Required work
Return the data that follows exactly as it appears. Pictures do not belong in the copy.
============
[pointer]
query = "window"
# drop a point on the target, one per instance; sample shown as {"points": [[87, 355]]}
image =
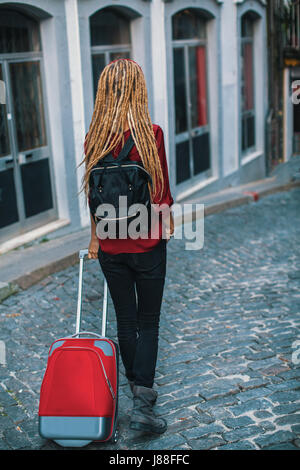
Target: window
{"points": [[110, 40], [247, 83], [191, 98]]}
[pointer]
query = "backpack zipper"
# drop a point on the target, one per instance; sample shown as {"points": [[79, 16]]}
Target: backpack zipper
{"points": [[115, 166]]}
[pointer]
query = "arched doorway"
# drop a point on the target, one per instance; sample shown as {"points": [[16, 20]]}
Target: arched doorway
{"points": [[26, 190], [110, 39], [192, 127]]}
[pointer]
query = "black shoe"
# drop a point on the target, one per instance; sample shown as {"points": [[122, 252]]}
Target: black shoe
{"points": [[143, 417], [153, 398]]}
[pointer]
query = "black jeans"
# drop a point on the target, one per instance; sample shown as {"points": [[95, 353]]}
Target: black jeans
{"points": [[136, 283]]}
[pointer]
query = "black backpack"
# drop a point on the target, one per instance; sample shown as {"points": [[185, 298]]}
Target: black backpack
{"points": [[114, 177]]}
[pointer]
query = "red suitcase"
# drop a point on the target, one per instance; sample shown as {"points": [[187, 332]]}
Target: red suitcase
{"points": [[79, 392]]}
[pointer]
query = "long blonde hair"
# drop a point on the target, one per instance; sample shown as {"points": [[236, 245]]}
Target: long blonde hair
{"points": [[122, 93]]}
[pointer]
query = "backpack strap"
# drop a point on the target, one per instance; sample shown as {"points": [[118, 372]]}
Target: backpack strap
{"points": [[124, 152]]}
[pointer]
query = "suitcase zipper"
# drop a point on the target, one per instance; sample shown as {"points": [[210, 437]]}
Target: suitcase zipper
{"points": [[99, 357]]}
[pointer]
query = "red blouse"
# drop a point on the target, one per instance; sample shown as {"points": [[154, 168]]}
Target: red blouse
{"points": [[129, 245]]}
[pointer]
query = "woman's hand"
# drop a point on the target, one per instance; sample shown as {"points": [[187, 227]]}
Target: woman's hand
{"points": [[93, 248], [169, 226]]}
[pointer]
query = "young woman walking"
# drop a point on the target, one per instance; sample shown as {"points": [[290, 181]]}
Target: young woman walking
{"points": [[135, 269]]}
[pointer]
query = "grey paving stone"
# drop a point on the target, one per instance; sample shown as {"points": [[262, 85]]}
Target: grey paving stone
{"points": [[275, 438], [229, 319]]}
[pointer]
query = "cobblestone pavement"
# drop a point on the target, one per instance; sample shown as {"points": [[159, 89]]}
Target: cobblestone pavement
{"points": [[227, 372]]}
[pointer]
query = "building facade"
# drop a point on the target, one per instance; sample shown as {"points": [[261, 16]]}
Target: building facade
{"points": [[205, 64], [283, 25]]}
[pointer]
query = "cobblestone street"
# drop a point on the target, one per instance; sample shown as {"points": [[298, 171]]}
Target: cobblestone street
{"points": [[227, 372]]}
============
Task answer
[pointer]
query = "window"
# drop a point on the target, one per instance; sample shown as {"points": [[87, 355]]}
image =
Target: window
{"points": [[110, 40], [247, 83], [191, 98]]}
[pointer]
query = "backpack zipper"
# drop a point on the target, one per instance; sample shown as {"points": [[79, 16]]}
Target: backpack zipper
{"points": [[115, 166]]}
[pointer]
query = "arched doorway"
# drop a point on the target, one per instance; sample shown as {"points": [[16, 20]]}
Target: arched doorway
{"points": [[26, 190], [110, 39], [192, 127]]}
[pointer]
query = "black shoe"
# drop a point on the target, one per instance; sample shown as {"points": [[122, 252]]}
Target: black shoe
{"points": [[143, 417], [153, 398]]}
[pointer]
query = "black jeans"
# drop a point on the target, one per instance; sample shown as {"points": [[95, 353]]}
Target: black jeans
{"points": [[136, 283]]}
[pointer]
query = "black backpack"
# drop a point on the target, one per instance; sample shown as {"points": [[185, 298]]}
Target: black backpack
{"points": [[114, 177]]}
[pointer]
query = "red suitcase"
# drop a point on the target, one per instance; sample shown as {"points": [[187, 332]]}
Target: red suitcase
{"points": [[79, 392]]}
[pointer]
query = "long blonde hair"
# drop a point on the target, one per instance; sample shown as {"points": [[236, 245]]}
Target: long blonde hair
{"points": [[122, 93]]}
[pointer]
query = "backpack strap"
# drop a point on the target, one per instance; sample shown as {"points": [[118, 372]]}
Target: backpack strap
{"points": [[124, 152]]}
[pointer]
query = "suitcase zipper"
# drop a point on the target, one per instance; sample shown as {"points": [[210, 437]]}
Target: suitcase zipper
{"points": [[99, 357]]}
[pointer]
query = "red blouse"
# drop a point on the target, one per instance; sample shown as {"points": [[154, 168]]}
Target: red blouse
{"points": [[129, 245]]}
[pointer]
query = "woman's hand"
# drop a point on the target, one per instance; sample shown as {"points": [[187, 227]]}
Target: woman's hand
{"points": [[93, 248], [169, 226]]}
[pointer]
query = "young woman walking"
# drop a point on the target, one per instance; sample shown as {"points": [[290, 181]]}
Target: young woman walking
{"points": [[135, 269]]}
[pointer]
query = "grey paving stone"
# drop a point on the target, one per instance; sample shown as {"points": [[262, 85]]}
Target: grey paving stone
{"points": [[275, 438], [229, 319]]}
[pointer]
query = "cobblestone pavement"
# drop a point on the target, one per instance; sample shown as {"points": [[159, 89]]}
Target: cobblestone pavement
{"points": [[227, 372]]}
[pointer]
query = "building facade"
# drop a point on the target, one per instance; sample shown as {"points": [[261, 16]]}
Target: building facade
{"points": [[205, 64], [283, 25]]}
[pointer]
query = "cobblestone street"
# drop a point on the target, one per instance; sample shown as {"points": [[298, 171]]}
Target: cobblestone street
{"points": [[227, 372]]}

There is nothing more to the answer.